** ABOUT THIS TASK **
Needed from the entries below: every line that holds the word "building".

Stored dataset items
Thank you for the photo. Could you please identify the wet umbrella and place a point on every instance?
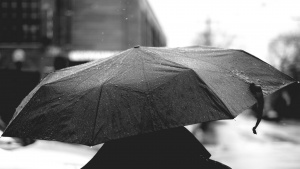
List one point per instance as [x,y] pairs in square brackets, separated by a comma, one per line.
[140,90]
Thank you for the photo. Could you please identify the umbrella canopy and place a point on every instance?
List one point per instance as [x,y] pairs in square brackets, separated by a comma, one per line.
[140,90]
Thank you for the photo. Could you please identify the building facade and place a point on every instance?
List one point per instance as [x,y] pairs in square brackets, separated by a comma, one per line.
[78,30]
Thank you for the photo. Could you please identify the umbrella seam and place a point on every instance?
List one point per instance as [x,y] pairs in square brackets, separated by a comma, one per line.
[95,121]
[209,88]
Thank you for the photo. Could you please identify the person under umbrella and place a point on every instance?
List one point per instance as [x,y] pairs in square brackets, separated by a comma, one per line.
[170,148]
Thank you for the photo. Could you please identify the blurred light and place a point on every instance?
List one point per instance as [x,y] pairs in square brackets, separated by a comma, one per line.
[90,55]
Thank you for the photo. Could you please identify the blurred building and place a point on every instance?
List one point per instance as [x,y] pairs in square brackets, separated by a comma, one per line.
[40,36]
[78,30]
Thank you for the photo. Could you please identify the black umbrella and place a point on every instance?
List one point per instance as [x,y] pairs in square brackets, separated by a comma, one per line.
[140,90]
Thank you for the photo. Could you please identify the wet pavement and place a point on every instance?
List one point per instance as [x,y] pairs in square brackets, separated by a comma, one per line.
[276,146]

** ANSWER FOR THE TASK **
Thank you for the photo. Could you please identify the building facade and place a point on every instance?
Thank you for the photo. Could you please identify the blurred building and place a point on every instance?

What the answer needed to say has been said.